(Dataset entries)
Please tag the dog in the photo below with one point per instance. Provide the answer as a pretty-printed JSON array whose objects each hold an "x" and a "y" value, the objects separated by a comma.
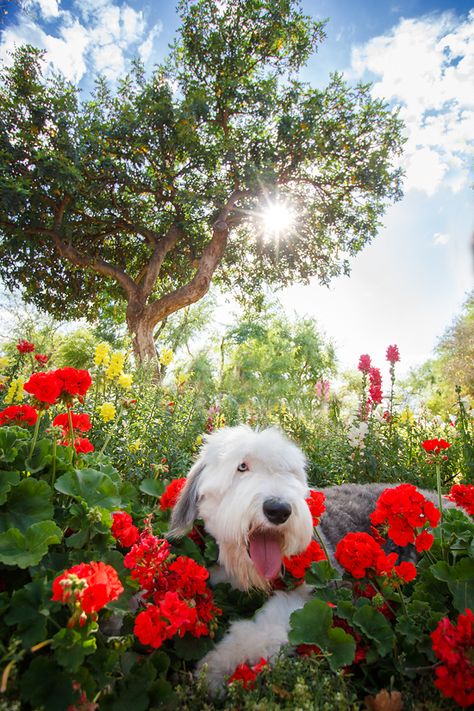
[{"x": 249, "y": 488}]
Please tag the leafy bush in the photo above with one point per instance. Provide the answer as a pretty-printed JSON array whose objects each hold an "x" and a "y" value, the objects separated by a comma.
[{"x": 82, "y": 553}]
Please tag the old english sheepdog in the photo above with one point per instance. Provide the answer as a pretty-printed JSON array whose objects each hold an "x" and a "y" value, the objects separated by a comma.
[{"x": 249, "y": 488}]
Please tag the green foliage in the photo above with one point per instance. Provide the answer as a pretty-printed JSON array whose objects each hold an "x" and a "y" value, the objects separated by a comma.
[{"x": 138, "y": 196}]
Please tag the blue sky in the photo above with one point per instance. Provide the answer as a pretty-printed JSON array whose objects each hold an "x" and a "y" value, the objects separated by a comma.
[{"x": 409, "y": 284}]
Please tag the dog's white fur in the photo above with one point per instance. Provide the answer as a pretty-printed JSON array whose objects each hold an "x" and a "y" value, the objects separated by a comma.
[{"x": 230, "y": 503}]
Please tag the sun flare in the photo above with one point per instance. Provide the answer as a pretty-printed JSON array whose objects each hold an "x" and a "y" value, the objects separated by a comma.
[{"x": 277, "y": 218}]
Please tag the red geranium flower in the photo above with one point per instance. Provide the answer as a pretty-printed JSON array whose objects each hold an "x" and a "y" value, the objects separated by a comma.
[
  {"x": 435, "y": 446},
  {"x": 362, "y": 556},
  {"x": 25, "y": 347},
  {"x": 80, "y": 422},
  {"x": 402, "y": 511},
  {"x": 393, "y": 354},
  {"x": 123, "y": 529},
  {"x": 170, "y": 495},
  {"x": 44, "y": 387},
  {"x": 246, "y": 674},
  {"x": 454, "y": 646},
  {"x": 88, "y": 587},
  {"x": 316, "y": 505},
  {"x": 364, "y": 364},
  {"x": 463, "y": 496},
  {"x": 73, "y": 381},
  {"x": 16, "y": 414},
  {"x": 82, "y": 445}
]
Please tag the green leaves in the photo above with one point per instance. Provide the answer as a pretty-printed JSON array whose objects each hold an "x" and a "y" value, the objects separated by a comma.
[
  {"x": 26, "y": 504},
  {"x": 313, "y": 625},
  {"x": 459, "y": 579},
  {"x": 94, "y": 487},
  {"x": 24, "y": 550}
]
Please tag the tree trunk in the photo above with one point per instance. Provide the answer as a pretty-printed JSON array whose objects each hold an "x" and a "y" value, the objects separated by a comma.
[{"x": 141, "y": 330}]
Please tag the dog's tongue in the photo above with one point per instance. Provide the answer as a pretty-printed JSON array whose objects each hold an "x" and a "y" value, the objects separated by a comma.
[{"x": 265, "y": 554}]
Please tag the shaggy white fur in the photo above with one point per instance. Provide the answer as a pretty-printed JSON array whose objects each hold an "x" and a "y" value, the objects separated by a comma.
[{"x": 249, "y": 488}]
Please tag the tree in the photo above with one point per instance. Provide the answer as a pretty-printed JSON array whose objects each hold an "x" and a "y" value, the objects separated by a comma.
[
  {"x": 269, "y": 358},
  {"x": 145, "y": 195}
]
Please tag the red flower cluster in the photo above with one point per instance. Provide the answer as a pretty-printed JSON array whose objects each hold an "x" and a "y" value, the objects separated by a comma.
[
  {"x": 247, "y": 675},
  {"x": 123, "y": 529},
  {"x": 62, "y": 384},
  {"x": 393, "y": 354},
  {"x": 364, "y": 364},
  {"x": 433, "y": 447},
  {"x": 25, "y": 347},
  {"x": 87, "y": 587},
  {"x": 375, "y": 386},
  {"x": 454, "y": 646},
  {"x": 170, "y": 495},
  {"x": 182, "y": 602},
  {"x": 402, "y": 512},
  {"x": 16, "y": 414},
  {"x": 80, "y": 422},
  {"x": 360, "y": 555},
  {"x": 463, "y": 496},
  {"x": 297, "y": 565},
  {"x": 316, "y": 505}
]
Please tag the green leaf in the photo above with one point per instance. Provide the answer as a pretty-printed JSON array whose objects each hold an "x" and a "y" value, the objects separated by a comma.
[
  {"x": 376, "y": 627},
  {"x": 27, "y": 549},
  {"x": 152, "y": 487},
  {"x": 12, "y": 439},
  {"x": 7, "y": 481},
  {"x": 41, "y": 458},
  {"x": 190, "y": 648},
  {"x": 26, "y": 611},
  {"x": 94, "y": 487},
  {"x": 26, "y": 504},
  {"x": 321, "y": 573},
  {"x": 72, "y": 647},
  {"x": 46, "y": 686},
  {"x": 312, "y": 625}
]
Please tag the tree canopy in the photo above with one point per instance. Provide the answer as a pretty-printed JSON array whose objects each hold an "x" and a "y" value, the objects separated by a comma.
[{"x": 144, "y": 194}]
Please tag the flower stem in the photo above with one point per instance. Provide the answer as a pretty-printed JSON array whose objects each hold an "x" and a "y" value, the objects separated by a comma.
[
  {"x": 440, "y": 500},
  {"x": 71, "y": 433},
  {"x": 321, "y": 542},
  {"x": 53, "y": 472},
  {"x": 35, "y": 434}
]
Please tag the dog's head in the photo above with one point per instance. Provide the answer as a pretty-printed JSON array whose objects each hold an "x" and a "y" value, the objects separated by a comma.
[{"x": 249, "y": 488}]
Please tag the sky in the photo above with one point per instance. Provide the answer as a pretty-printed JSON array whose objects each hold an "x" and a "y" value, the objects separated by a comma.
[{"x": 409, "y": 284}]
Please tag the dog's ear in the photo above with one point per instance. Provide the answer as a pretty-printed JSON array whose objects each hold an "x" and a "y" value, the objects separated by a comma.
[{"x": 185, "y": 511}]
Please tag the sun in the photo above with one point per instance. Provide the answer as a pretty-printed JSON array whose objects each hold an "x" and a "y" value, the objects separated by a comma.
[{"x": 277, "y": 218}]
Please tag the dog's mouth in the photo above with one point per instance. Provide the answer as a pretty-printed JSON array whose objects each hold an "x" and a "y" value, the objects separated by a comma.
[{"x": 265, "y": 552}]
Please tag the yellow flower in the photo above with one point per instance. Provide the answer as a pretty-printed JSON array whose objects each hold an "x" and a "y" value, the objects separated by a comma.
[
  {"x": 107, "y": 411},
  {"x": 102, "y": 354},
  {"x": 117, "y": 360},
  {"x": 182, "y": 379},
  {"x": 15, "y": 391},
  {"x": 166, "y": 356},
  {"x": 125, "y": 381},
  {"x": 407, "y": 417}
]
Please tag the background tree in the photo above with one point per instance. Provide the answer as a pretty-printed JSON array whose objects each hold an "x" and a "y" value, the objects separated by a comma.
[{"x": 144, "y": 195}]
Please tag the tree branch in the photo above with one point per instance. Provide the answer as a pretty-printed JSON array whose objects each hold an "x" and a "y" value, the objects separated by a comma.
[{"x": 210, "y": 259}]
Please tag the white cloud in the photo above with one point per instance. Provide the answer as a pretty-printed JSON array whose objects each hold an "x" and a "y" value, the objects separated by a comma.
[
  {"x": 425, "y": 67},
  {"x": 440, "y": 238},
  {"x": 92, "y": 36}
]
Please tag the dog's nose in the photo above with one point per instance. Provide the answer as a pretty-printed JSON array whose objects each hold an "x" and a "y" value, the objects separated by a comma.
[{"x": 276, "y": 510}]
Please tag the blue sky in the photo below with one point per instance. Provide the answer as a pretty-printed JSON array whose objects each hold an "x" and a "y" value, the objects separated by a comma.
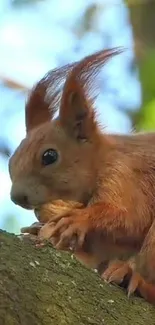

*WHAT TO PRODUCE*.
Count the lines in the records above that contain the string "stem", treating uppercase and lowercase as different. Give only the number.

*REPLY TO THE EXERCISE*.
1